What you should do:
Only one span of the listing below is wanted: the lines from the one with "Task: locate the eyebrow." through the one with "Task: locate the lip.", reproduced exactly, both ends kept.

Material provided:
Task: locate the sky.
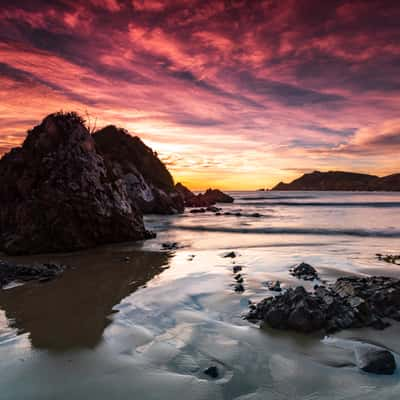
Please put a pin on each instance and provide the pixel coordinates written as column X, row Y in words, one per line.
column 232, row 94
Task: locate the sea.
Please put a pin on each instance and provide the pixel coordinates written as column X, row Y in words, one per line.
column 138, row 321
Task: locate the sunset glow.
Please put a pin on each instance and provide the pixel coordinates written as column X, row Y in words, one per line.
column 233, row 94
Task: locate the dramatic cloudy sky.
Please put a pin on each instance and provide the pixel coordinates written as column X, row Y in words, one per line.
column 234, row 93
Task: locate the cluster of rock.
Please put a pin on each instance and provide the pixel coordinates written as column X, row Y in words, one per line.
column 147, row 181
column 207, row 199
column 351, row 302
column 389, row 258
column 11, row 272
column 58, row 193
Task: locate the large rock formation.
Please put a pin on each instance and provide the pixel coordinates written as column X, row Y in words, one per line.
column 146, row 179
column 207, row 199
column 337, row 180
column 57, row 194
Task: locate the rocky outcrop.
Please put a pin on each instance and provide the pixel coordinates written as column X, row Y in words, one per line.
column 147, row 181
column 57, row 194
column 207, row 199
column 375, row 360
column 337, row 180
column 350, row 303
column 304, row 271
column 11, row 272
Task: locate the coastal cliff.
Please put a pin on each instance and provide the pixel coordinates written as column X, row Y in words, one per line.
column 337, row 180
column 148, row 183
column 64, row 190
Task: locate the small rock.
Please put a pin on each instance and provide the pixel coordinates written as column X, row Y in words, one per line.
column 375, row 360
column 238, row 278
column 304, row 271
column 170, row 246
column 239, row 287
column 212, row 372
column 274, row 286
column 213, row 209
column 198, row 210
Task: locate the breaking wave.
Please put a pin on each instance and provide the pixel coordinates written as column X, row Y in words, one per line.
column 295, row 231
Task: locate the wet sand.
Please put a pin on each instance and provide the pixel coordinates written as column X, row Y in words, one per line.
column 146, row 328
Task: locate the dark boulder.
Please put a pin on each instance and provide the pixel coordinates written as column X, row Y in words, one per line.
column 207, row 199
column 147, row 181
column 350, row 303
column 11, row 272
column 304, row 271
column 212, row 372
column 375, row 360
column 57, row 194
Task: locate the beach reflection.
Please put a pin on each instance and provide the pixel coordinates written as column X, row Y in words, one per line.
column 73, row 311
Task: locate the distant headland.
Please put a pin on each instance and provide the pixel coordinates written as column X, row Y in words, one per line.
column 342, row 181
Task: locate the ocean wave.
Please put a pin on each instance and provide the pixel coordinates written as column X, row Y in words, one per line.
column 392, row 204
column 296, row 231
column 275, row 197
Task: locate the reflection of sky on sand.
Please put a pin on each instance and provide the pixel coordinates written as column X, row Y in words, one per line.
column 156, row 332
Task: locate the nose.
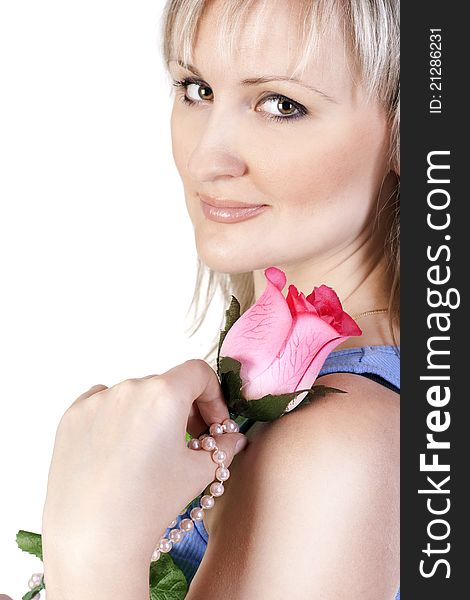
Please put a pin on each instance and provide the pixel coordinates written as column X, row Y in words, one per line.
column 214, row 156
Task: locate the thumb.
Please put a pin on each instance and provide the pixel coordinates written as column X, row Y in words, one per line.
column 231, row 444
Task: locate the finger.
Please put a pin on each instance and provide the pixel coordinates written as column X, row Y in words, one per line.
column 93, row 390
column 195, row 381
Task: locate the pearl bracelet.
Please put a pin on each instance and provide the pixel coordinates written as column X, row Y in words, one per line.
column 204, row 442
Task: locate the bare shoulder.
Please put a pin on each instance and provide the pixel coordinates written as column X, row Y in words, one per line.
column 311, row 509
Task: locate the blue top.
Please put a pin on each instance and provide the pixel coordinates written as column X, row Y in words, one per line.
column 380, row 363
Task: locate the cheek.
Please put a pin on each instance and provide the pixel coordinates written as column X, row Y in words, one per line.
column 326, row 169
column 178, row 139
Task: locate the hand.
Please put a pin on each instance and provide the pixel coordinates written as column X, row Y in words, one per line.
column 121, row 469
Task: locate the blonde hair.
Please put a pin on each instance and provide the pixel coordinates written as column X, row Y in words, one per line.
column 371, row 31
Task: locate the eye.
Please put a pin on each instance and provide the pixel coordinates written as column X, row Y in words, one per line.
column 198, row 89
column 280, row 108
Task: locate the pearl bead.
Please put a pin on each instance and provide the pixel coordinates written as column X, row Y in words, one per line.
column 216, row 429
column 217, row 488
column 165, row 545
column 194, row 444
column 176, row 535
column 230, row 426
column 222, row 473
column 197, row 514
column 207, row 502
column 208, row 443
column 219, row 456
column 187, row 525
column 156, row 554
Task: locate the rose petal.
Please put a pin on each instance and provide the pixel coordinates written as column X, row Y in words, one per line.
column 308, row 336
column 298, row 303
column 328, row 306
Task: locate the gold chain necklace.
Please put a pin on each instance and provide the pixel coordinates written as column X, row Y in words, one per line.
column 370, row 312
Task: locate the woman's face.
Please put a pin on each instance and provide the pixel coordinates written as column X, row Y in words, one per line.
column 313, row 152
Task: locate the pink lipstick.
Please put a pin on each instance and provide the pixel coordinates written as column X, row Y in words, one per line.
column 223, row 210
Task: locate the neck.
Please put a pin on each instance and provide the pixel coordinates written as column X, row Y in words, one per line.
column 358, row 274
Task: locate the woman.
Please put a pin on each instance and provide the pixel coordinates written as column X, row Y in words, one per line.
column 284, row 132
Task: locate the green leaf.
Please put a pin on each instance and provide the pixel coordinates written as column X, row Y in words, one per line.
column 230, row 381
column 167, row 580
column 232, row 314
column 29, row 542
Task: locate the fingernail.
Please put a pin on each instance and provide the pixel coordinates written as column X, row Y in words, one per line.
column 241, row 444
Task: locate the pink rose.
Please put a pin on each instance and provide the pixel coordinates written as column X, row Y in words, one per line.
column 282, row 343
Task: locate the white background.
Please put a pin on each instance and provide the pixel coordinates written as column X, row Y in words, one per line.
column 97, row 258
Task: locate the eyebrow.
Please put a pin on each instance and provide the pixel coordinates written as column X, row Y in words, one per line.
column 264, row 79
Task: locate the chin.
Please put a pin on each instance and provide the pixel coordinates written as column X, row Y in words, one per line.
column 230, row 258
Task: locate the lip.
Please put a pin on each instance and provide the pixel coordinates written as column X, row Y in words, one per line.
column 223, row 210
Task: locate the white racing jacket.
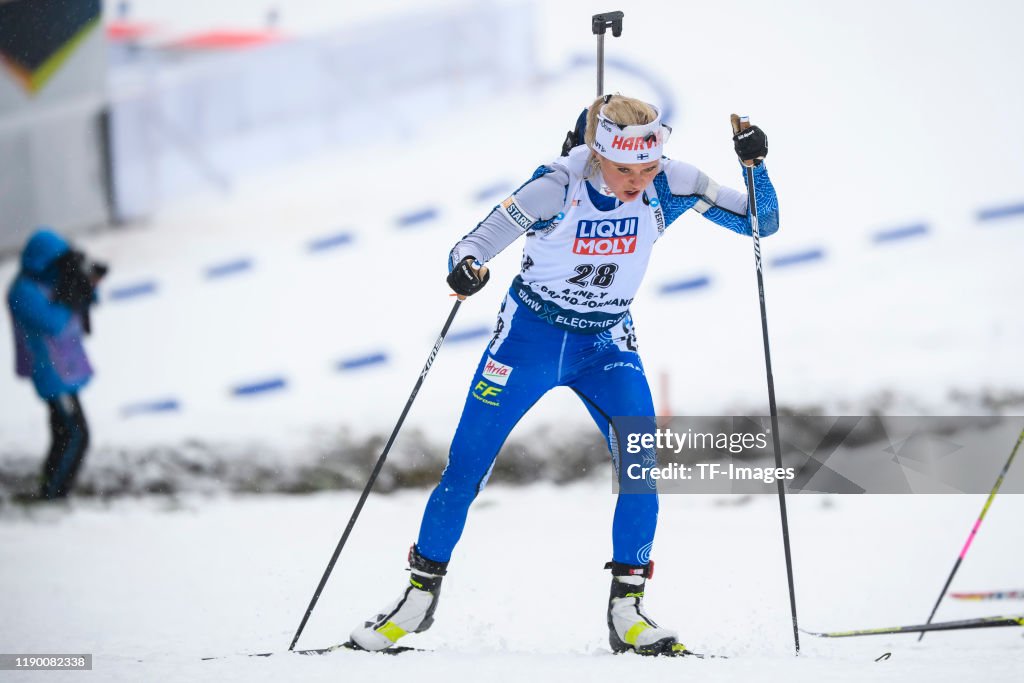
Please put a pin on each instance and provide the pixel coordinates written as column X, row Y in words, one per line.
column 582, row 266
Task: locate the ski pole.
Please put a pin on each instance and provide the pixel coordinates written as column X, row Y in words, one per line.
column 375, row 472
column 980, row 623
column 600, row 24
column 737, row 125
column 970, row 539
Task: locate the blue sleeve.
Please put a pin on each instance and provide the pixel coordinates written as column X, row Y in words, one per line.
column 31, row 307
column 682, row 186
column 767, row 204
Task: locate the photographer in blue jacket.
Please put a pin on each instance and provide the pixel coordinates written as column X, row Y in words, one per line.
column 49, row 302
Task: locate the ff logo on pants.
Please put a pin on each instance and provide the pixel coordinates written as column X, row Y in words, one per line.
column 482, row 391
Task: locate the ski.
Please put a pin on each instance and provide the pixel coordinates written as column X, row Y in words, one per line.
column 989, row 595
column 399, row 649
column 982, row 623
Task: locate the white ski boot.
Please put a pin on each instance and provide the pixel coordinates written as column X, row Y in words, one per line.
column 630, row 629
column 412, row 612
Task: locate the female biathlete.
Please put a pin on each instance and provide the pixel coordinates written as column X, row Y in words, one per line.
column 591, row 219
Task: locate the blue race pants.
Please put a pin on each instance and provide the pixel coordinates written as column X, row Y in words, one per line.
column 525, row 358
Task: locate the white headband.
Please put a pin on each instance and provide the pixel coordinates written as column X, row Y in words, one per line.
column 630, row 144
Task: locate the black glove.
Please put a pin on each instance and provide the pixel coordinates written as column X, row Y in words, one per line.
column 466, row 280
column 751, row 144
column 76, row 283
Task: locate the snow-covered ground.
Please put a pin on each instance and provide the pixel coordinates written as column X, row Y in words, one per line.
column 867, row 135
column 881, row 116
column 150, row 587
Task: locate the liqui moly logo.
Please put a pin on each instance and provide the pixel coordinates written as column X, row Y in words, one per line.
column 601, row 238
column 497, row 372
column 648, row 141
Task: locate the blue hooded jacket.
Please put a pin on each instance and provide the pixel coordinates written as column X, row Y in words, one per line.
column 47, row 335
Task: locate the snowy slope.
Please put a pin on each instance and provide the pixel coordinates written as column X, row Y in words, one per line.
column 864, row 139
column 148, row 588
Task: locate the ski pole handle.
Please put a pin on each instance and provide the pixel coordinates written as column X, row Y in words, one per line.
column 599, row 25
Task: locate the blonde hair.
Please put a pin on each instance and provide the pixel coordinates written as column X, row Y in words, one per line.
column 620, row 109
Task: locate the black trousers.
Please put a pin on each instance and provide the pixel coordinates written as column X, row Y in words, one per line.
column 70, row 438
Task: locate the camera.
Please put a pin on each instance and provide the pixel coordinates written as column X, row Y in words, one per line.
column 76, row 283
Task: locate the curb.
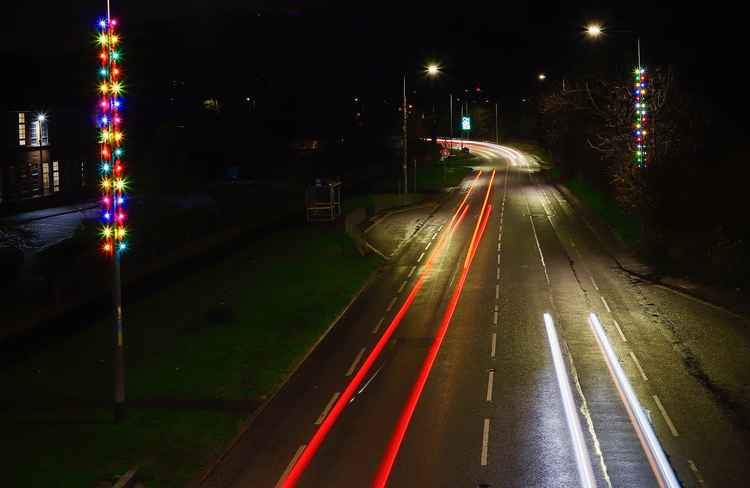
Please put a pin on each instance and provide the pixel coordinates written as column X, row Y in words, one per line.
column 245, row 426
column 654, row 280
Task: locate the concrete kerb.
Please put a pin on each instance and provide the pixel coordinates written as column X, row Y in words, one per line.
column 245, row 426
column 654, row 280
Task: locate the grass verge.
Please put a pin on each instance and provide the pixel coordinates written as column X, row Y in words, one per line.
column 201, row 353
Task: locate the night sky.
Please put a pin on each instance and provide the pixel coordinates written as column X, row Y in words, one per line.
column 320, row 50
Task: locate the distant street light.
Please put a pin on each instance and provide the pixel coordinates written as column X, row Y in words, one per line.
column 594, row 30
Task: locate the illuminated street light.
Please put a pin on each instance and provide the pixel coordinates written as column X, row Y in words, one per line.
column 594, row 30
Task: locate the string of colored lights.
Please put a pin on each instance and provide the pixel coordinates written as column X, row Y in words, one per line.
column 109, row 120
column 641, row 116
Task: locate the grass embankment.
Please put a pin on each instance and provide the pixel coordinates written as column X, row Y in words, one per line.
column 201, row 353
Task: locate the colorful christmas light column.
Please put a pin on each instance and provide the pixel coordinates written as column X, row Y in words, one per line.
column 640, row 124
column 113, row 182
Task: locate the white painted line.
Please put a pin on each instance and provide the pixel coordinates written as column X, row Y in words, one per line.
column 289, row 466
column 485, row 441
column 666, row 417
column 619, row 331
column 324, row 414
column 697, row 473
column 638, row 365
column 355, row 362
column 403, row 285
column 585, row 471
column 377, row 327
column 657, row 458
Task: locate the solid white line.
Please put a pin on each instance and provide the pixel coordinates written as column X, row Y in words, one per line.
column 585, row 471
column 695, row 471
column 291, row 463
column 328, row 407
column 485, row 441
column 619, row 331
column 638, row 365
column 356, row 361
column 658, row 459
column 666, row 417
column 403, row 285
column 377, row 327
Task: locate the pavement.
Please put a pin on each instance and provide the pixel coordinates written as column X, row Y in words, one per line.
column 444, row 372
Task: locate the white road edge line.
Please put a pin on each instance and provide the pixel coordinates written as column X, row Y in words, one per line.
column 377, row 327
column 666, row 416
column 355, row 362
column 619, row 331
column 650, row 442
column 289, row 466
column 638, row 365
column 403, row 285
column 324, row 414
column 585, row 471
column 485, row 441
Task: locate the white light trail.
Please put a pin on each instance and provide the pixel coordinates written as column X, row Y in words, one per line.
column 585, row 472
column 662, row 469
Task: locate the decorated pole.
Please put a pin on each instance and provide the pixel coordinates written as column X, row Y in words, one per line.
column 640, row 124
column 112, row 182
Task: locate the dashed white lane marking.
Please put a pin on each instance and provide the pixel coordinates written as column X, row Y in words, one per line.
column 619, row 331
column 401, row 288
column 324, row 414
column 485, row 442
column 355, row 362
column 596, row 287
column 666, row 416
column 638, row 365
column 289, row 466
column 696, row 473
column 377, row 327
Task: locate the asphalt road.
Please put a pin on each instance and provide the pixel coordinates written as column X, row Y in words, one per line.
column 492, row 411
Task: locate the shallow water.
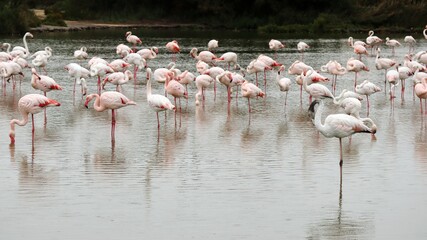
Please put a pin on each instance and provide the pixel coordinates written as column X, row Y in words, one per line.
column 208, row 174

Result for this exercise:
Task: locate the eyebrow.
Please put a pin on each instance and provide the pixel coordinates written as column X, row Y in words, one per line.
column 264, row 79
Task: locate the chin.
Please put a pin on each instance and provide the pixel coordinates written as column X, row Y in words, one per line.
column 230, row 258
Task: locate the lip.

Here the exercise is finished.